◆ Source extract
A little refresher on the benefits of vitamin C for the skin: it’s one of those all-rounder ingredients that seems to work for everyone and on everything – brightness, uneven skin tone and texture, pigmentation and redness. It’s a powerhouse antioxidant, which in skincare terms means it can help repair damaged skin cells and reduce the effect of environmental aggressors (such as pollution and UV) by offering protection from damaging free radicals (the naturally occurring, unstable molecules that can attack our skin’s DNA).

It’s no surprise, then, that so many skincare brands – both in Australia and overseas – have jumped on board. Ava Matthews, co-founder of luxe Aussie sunscreen brand Ultra Violette, chose to use Kakadu plum as a key ingredient in three sunscreens (Queen Screen, Supreme Screen and Lean Screen).

◆ Data extracts
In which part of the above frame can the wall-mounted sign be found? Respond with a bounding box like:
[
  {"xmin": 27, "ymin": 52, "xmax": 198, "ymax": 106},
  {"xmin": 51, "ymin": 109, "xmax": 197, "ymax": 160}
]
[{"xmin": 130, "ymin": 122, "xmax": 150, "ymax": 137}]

◆ Required work
1. For each statement below, answer yes or no according to the vitamin C text, and quote the words that decide it. (a) Vitamin C is called a powerhouse antioxidant. (b) Ultra Violette uses Kakadu plum as a key ingredient in four sunscreens. (c) Ava Matthews is a co-founder of Ultra Violette.
2. What does the vitamin C text say free radicals can attack?
3. Retype the vitamin C text from "A little refresher" to "our skin’s DNA).".

◆ Responses per task
1.
(a) Yes: "It’s a powerhouse antioxidant"
(b) No: "three sunscreens (Queen Screen, Supreme Screen and Lean Screen)"
(c) Yes: "Ava Matthews, co-founder of luxe Aussie sunscreen brand Ultra Violette"

2. Our skin’s DNA.

3.
A little refresher on the benefits of vitamin C for the skin: it’s one of those all-rounder ingredients that seems to work for everyone and on everything – brightness, uneven skin tone and texture, pigmentation and redness. It’s a powerhouse antioxidant, which in skincare terms means it can help repair damaged skin cells and reduce the effect of environmental aggressors (such as pollution and UV) by offering protection from damaging free radicals (the naturally occurring, unstable molecules that can attack our skin’s DNA).